### WORK TO COMPLETE
• 1. In the passage on chatbot tutors, what tool can be connected through a function call to check the math in an LLM's output?
• 2. Continue the passage on chatbot tutors from the point where it stops.

### READING PASSAGE
+++++

What Stands between Us and a Useful Chatbot Tutor



They are out there, and while the current crop of chatbot tutors takes advantage of what is possible now, they’re… not that good. There’s evidence online math help only works for the 5% of students who use it at the dosage intended. Some of the reasons chatbot tutors aren’t very good yet are evident and I’ll outline them here, along with reasons to believe these barriers will be overcome. 


Reading. To interact with a chatbot takes a high degree of literacy. They just flat-out produce lots of text, and decoding all that text can quickly tax a learner’s brain, or disincline a student from engaging altogether. Voice bots are a thing that have struggled with latency because they have to do speech recognition, send that to an LLM, wait for a response, and then generate audio. This isn’t fast enough yet to feel natural, but we’re getting there.


Diagrams. A math tutor can only get so far without drawing a diagram, and learners are impeded from showing their thinking without being able to draw a diagram. Tutoring also often involves working out a picture collaboratively. The text-only chatbots are too limiting to be very useful. But GPT Vision exists and people are going to start building chatbots that can produce visuals and see what a student sketches on a whiteboard. 


Reasoning and Getting the Math Right. It takes some engineering, but it’s already possible to hook up a function call to Wolfram Alpha to check the math of an LLM’s output. Also, models that are better at reasoning and planning are coming. I’m super interested to see how they are at getting math right. Anyway, hurdling this barrier is only a matter of time.


Knowledge of Student. Tutoring is better if the tutor knows what the student is good at, what they already know, what they especially struggle with, and what they are interested in. The atomic MVP chatbot tutors we see now are generally operating without this knowledge, but we’re going to see them integrated into systems that can give the tutor some context about the individual student. I would also put “memory of previous chats” in this bucket.

+++++

### SOURCE MATERIAL
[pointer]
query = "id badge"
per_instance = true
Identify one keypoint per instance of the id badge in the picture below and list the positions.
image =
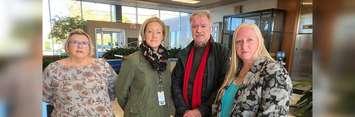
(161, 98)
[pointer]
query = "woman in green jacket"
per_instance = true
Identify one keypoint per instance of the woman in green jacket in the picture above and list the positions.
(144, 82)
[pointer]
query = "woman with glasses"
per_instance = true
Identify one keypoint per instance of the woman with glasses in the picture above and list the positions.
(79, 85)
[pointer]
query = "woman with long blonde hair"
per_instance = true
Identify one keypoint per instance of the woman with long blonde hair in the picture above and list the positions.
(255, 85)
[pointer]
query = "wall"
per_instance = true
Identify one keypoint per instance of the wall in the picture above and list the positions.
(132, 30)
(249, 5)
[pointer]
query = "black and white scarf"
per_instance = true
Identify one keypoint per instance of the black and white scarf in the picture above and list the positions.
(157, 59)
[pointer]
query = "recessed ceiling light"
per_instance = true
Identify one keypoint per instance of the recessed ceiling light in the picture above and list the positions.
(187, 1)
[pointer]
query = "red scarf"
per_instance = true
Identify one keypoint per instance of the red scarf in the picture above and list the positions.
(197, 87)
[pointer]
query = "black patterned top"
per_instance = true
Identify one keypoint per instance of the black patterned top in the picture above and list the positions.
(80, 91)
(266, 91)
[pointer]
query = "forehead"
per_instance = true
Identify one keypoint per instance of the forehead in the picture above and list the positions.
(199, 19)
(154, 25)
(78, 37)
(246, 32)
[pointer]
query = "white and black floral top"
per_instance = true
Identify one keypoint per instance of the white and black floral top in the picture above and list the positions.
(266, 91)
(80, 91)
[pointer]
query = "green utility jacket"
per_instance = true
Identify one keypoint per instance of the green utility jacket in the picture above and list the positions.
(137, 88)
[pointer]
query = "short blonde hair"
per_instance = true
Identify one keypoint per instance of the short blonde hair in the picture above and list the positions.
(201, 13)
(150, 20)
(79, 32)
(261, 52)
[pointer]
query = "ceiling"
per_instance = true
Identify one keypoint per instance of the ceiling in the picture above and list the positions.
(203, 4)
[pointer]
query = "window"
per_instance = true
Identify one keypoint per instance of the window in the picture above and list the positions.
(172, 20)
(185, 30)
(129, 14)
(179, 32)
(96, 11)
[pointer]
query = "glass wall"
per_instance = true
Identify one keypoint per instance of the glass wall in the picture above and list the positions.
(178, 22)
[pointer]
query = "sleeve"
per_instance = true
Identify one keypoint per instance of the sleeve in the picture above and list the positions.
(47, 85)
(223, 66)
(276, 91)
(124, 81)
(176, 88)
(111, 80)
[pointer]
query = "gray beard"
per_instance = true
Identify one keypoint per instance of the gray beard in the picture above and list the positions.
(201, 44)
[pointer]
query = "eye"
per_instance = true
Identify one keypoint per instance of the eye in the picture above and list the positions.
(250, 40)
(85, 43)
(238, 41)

+++++

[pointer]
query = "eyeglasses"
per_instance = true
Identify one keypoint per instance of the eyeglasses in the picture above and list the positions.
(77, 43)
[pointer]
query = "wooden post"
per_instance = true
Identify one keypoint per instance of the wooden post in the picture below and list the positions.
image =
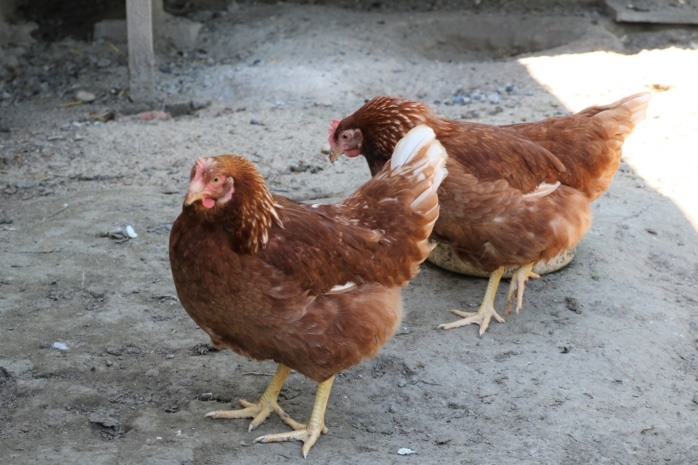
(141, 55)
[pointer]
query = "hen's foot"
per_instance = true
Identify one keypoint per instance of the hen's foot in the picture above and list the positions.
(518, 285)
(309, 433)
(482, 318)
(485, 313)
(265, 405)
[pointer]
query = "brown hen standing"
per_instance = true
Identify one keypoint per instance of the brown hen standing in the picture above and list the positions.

+++++

### ANSWERS FOR THIS EXERCISE
• 1. Wolfram Alpha.

• 2.
As these barriers come down, chatbot tutors will become more and more of a viable resource. To me the use cases are clear. Ask high school teachers about opportunities for interventions for students who need some help getting ready for a lesson, who missed school, need some understanding shored up, need more time with some idea, or need to approach an idea from a different perspective to understand it. Many of them describe all kinds of opportunities in the school day---helpers pushing into their classes, students being plucked from class for tutoring, students being assigned mandatory after-school or lunchtime tutoring, extra help on math during their AVID period, or the availability of an academic support room they can visit during study hall. The adult helpers and peer tutors and self-directed study in these spaces should have access to all kinds of resources, and we are going to start to see a chatbot tutor as a viable one. It might not work well for all students in all cases, and how many it works well for and under what conditions will certainly be studied. But I really believe that the naysaying we’re hearing now in spring 2024 is short-sighted, because it’s not based on the trajectory of where things are going.